Objectif: Recopiez le passage ci-dessous sur la délégation d'assurance, en commençant par « La délégation est » et en poursuivant jusqu'à « anc. art. 1275). ».

Passage fourni:
Pour financer l'acquisition de parts au sein de deux SCI, propriétaires de lots dans un immeuble en copropriété, une banque avait consenti à un particulier deux prêts dont le remboursement était garanti par deux inscriptions d'hypothèques conventionnelles sur ces lots. L’emprunteur s’était également engagé à souscrire une police d'assurance incendie individuelle auprès de l'assureur de son choix, couvrant l'immeuble appartenant aux deux SCI, avec délégation au profit de la banque, mais finalement, c’est une assurance multirisques qui avait été souscrite, non par l’emprunteur, mais par le syndic de copropriété de l’immeuble. A la suite d’un incendie ayant détruit une grande partie de l'immeuble, l’assureur avait versé au syndicat des copropriétaires et aux copropriétaires, ainsi qu’aux deux SCI, diverses sommes au titre de la garantie souscrite par le syndic. Se prévalant d'une délégation à son profit de l'assurance incendie, la banque avait assigné l'assureur en paiement des indemnités d'assurance dues à la suite de l'incendie.
La cour d’appel la débouta de sa demande au motif que l’assureur n’avait jamais consenti à une telle opération. La banque forma un pourvoi en cassation au moyen, d’une part, qu’un avenant au contrat d'assurance stipulait la mention « autres clauses : délégation de bénéfice au profit de la (banque) », signée tant par le souscripteur que par l'assureur, lequel avait ainsi expressément accepté la délégation et, d’autre part, qu'en tout état de cause, l'existence d'une délégation n'étant pas subordonnée à l'existence d'un rapport juridique préexistant entre les parties, il suffisait, pour que la délégation fût valable, que les parties se soient volontairement engagées en connaissance de cause, en sorte que le fait que cette police n'avait pas été souscrite par l’emprunteur mais par le syndic de copropriété de l'immeuble constituait une circonstance inopérante.
Son pourvoi est rejeté par la deuxième chambre civile, qui approuve la cour d’appel d’avoir énoncé qu'en l'absence d'engagement du délégué de régler le créancier, il n'y a pas de délégation, et retenu que la mention invoquée ne saurait valoir consentement de l'assureur à une délégation au profit de la banque, créancière de son seul emprunteur, d’une assurance qui n'avait pas été souscrite par celui-ci mais par le syndic de la copropriété comprenant notamment les deux SCI, en sorte que la cour d'appel en a exactement déduit que cette mention ne constituait qu'une simple indication de paiement.
La délégation est une opération par laquelle le délégant (débiteur originaire) donne l’ordre au délégué (nouveau débiteur) de s’engager à payer sa dette auprès de son créancier, le délégataire (C. civ., anc. art. 1275).

Données extraites:
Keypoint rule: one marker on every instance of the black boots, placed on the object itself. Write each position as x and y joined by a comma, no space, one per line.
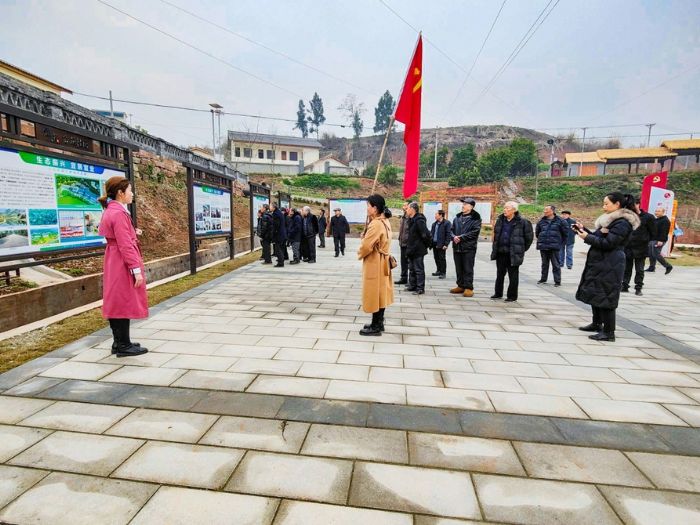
122,346
376,327
593,327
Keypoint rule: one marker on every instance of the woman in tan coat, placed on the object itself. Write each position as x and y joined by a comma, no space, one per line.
374,252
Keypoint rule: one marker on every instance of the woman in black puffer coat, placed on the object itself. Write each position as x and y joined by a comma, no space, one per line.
602,276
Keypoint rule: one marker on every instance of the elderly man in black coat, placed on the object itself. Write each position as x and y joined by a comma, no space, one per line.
637,249
551,232
440,237
466,227
512,237
417,248
279,233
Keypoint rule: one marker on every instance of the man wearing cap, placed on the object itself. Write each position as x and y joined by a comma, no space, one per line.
339,227
466,227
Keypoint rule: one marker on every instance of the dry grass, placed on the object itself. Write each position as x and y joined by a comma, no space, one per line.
25,347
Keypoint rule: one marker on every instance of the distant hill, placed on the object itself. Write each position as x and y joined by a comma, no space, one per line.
483,137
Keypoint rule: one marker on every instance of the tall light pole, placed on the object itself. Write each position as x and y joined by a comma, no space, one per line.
649,135
583,148
215,108
435,156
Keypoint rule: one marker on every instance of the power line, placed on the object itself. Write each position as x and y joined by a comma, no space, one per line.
267,48
518,48
197,110
439,50
483,44
200,50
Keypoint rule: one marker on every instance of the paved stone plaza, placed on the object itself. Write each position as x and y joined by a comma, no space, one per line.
260,403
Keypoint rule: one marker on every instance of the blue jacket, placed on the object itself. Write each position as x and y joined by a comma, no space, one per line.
443,234
551,234
279,227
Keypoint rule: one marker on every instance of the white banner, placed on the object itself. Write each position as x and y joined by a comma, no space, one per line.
355,210
429,210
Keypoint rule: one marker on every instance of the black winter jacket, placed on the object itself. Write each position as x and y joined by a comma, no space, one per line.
602,276
638,245
663,227
521,238
467,227
294,232
551,233
266,227
418,236
339,226
443,228
279,227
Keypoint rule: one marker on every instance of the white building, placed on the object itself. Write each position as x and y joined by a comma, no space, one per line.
260,153
330,166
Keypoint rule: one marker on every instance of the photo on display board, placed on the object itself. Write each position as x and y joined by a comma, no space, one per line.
77,192
40,236
43,217
71,224
13,217
92,223
13,238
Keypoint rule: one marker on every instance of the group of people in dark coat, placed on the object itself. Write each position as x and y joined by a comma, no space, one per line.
279,228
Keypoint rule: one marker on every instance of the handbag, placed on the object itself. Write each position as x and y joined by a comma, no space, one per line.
393,263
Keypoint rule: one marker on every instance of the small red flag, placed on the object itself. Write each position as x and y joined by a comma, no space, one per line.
408,112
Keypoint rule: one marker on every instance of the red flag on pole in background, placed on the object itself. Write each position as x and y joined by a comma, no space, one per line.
408,112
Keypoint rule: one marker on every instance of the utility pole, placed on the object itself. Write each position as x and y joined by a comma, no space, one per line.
649,135
435,157
583,148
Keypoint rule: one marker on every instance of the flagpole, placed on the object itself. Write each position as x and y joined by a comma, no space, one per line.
393,116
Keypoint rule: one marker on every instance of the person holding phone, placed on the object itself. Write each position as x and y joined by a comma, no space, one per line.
601,280
124,285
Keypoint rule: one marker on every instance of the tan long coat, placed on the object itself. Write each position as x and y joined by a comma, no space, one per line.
377,285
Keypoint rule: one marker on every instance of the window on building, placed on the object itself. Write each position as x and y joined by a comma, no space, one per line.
27,128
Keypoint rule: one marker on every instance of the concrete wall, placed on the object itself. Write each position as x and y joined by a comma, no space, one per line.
25,307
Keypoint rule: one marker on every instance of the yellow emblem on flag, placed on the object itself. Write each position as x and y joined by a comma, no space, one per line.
416,72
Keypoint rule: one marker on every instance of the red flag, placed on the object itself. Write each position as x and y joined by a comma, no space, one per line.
408,112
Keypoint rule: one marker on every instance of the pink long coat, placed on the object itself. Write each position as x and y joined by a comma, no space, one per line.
120,299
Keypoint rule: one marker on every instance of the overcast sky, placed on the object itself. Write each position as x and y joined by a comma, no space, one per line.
590,63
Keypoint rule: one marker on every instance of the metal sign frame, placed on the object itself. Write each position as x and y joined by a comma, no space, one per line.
195,175
262,191
62,152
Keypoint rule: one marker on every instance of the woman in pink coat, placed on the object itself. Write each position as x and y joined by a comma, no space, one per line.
124,285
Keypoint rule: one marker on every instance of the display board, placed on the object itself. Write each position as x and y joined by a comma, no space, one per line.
258,201
485,209
663,198
49,203
429,210
212,210
355,210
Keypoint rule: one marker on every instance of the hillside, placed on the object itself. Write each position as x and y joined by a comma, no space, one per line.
483,137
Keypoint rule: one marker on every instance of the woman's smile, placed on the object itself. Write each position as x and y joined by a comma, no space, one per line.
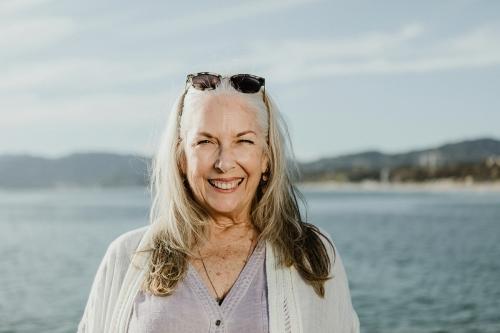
226,185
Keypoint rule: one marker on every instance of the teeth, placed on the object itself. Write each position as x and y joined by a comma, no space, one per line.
224,185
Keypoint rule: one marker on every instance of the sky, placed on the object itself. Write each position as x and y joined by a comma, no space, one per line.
350,76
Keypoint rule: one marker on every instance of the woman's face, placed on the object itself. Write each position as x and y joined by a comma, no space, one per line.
224,150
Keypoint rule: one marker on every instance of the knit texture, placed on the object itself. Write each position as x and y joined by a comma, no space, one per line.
294,307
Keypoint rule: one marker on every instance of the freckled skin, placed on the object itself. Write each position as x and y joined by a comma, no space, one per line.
224,155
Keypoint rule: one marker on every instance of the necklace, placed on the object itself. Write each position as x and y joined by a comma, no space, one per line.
220,299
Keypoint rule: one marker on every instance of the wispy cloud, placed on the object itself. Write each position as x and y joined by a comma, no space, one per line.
21,35
376,53
217,15
15,6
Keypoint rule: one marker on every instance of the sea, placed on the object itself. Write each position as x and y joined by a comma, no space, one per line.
417,261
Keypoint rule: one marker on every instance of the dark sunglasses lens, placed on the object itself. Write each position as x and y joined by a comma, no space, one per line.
246,84
205,81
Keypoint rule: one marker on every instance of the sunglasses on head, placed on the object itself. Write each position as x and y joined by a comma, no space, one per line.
245,83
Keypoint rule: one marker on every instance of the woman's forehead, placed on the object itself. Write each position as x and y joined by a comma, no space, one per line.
228,111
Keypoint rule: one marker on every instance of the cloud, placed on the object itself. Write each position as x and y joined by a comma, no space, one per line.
202,19
15,6
82,74
21,35
402,51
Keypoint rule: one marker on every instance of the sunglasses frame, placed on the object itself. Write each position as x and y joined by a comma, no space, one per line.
261,80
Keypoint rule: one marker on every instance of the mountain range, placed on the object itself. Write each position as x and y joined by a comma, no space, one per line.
102,169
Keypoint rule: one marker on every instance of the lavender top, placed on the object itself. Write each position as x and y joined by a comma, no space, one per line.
191,308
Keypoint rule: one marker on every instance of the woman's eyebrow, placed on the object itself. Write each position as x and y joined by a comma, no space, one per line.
245,132
208,135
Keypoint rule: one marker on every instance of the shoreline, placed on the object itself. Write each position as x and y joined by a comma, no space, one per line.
444,185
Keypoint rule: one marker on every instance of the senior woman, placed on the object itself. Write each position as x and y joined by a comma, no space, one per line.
226,249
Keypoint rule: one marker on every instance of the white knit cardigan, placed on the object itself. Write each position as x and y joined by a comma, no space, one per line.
294,307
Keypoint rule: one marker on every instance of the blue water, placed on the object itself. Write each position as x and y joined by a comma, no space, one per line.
416,261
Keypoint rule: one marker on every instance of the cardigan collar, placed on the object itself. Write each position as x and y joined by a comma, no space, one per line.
284,314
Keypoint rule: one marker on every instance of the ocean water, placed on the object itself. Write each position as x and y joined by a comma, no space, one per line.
416,261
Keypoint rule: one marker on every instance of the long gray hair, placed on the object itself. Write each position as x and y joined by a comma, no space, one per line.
179,222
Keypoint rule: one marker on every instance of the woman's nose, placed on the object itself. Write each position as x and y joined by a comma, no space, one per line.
225,160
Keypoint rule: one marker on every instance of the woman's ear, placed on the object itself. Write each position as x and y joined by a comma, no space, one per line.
264,165
182,164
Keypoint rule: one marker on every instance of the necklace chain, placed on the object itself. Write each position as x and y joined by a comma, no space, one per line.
208,276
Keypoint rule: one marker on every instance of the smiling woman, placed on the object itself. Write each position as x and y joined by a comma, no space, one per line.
227,249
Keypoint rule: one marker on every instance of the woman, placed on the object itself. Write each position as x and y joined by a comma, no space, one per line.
226,249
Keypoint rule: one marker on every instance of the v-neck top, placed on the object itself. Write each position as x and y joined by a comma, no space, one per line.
191,308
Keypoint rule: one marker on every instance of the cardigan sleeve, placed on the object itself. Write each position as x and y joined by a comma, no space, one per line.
94,315
108,281
338,288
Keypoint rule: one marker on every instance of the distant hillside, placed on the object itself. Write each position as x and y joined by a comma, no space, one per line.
477,158
80,169
373,163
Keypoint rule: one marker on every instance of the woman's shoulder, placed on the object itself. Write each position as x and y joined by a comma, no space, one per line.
124,245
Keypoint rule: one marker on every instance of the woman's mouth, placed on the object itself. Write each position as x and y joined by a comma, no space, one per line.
226,186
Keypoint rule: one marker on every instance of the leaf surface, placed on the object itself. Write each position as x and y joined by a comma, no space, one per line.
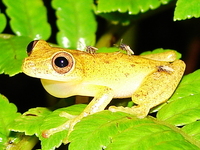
8,112
3,22
107,130
183,107
186,10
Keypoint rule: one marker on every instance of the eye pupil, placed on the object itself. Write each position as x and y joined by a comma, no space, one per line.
61,62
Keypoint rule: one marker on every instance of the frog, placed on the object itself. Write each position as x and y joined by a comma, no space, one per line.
149,80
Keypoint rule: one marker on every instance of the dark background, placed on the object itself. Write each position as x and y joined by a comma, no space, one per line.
156,31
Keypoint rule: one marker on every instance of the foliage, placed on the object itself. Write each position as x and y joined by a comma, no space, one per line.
176,125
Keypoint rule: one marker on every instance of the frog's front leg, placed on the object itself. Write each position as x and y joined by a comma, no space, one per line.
102,98
156,88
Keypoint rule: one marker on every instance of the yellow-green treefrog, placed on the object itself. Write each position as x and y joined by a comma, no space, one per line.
149,79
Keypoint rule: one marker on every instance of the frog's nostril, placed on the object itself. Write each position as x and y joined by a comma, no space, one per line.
30,47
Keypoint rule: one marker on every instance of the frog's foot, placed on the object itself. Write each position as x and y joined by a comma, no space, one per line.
139,112
67,125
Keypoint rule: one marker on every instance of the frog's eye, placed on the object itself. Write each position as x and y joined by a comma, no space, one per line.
30,47
62,62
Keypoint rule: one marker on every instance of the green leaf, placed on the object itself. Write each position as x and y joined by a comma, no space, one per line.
130,6
193,130
28,18
3,22
13,51
8,112
105,130
76,23
30,121
186,10
183,107
55,120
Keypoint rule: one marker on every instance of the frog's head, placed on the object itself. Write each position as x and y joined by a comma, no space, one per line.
48,62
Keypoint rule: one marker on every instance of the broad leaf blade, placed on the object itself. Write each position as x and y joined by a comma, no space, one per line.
193,130
76,23
54,120
105,130
30,121
13,51
8,112
130,6
184,106
28,18
187,9
3,22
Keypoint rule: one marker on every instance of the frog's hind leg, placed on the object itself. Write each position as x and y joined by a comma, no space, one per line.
156,89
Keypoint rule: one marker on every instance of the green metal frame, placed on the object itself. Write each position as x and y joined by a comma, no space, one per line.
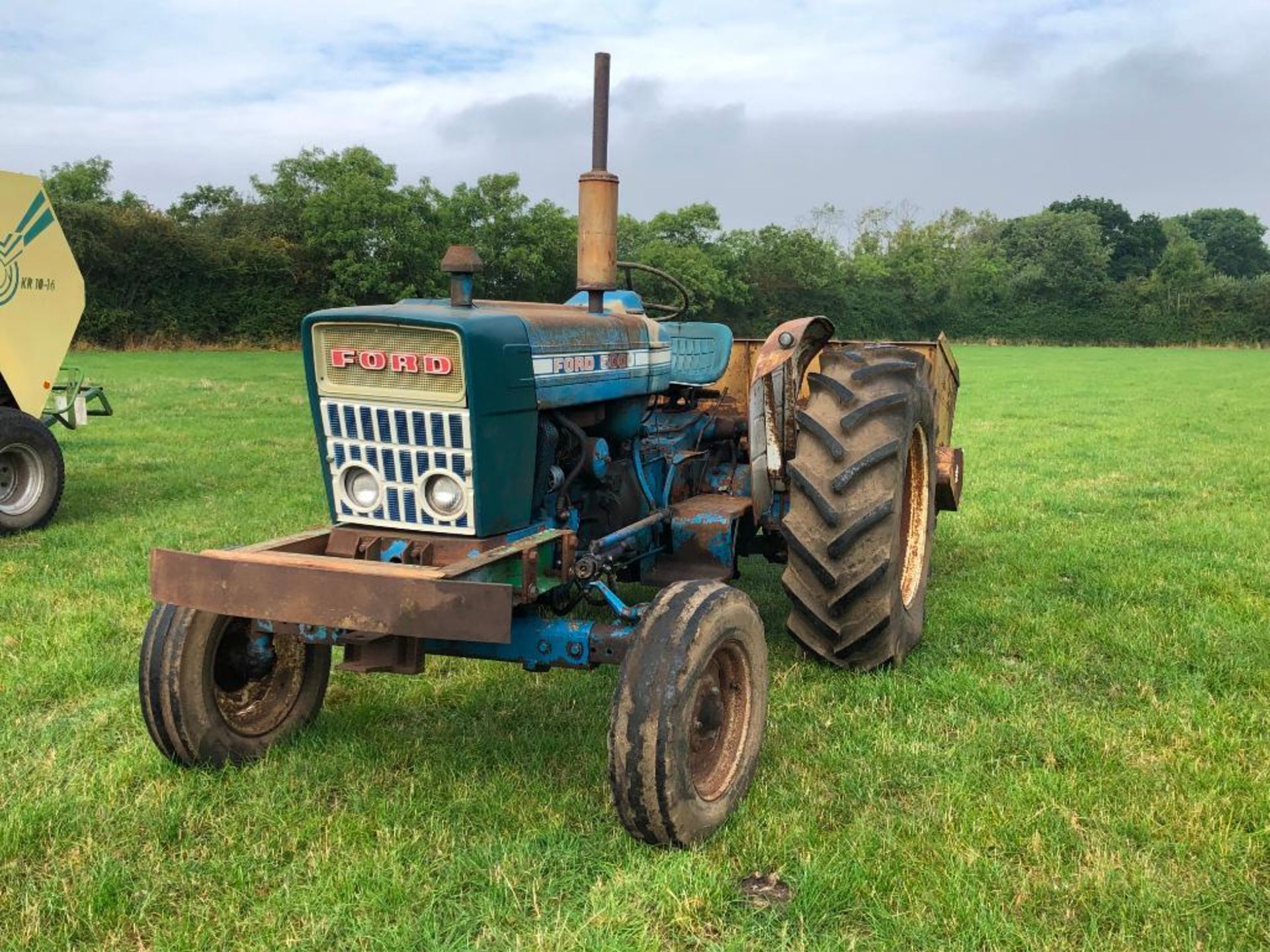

Résultat:
La délégation est une opération par laquelle le délégant (débiteur originaire) donne l’ordre au délégué (nouveau débiteur) de s’engager à payer sa dette auprès de son créancier, le délégataire (C. civ., anc. art. 1275).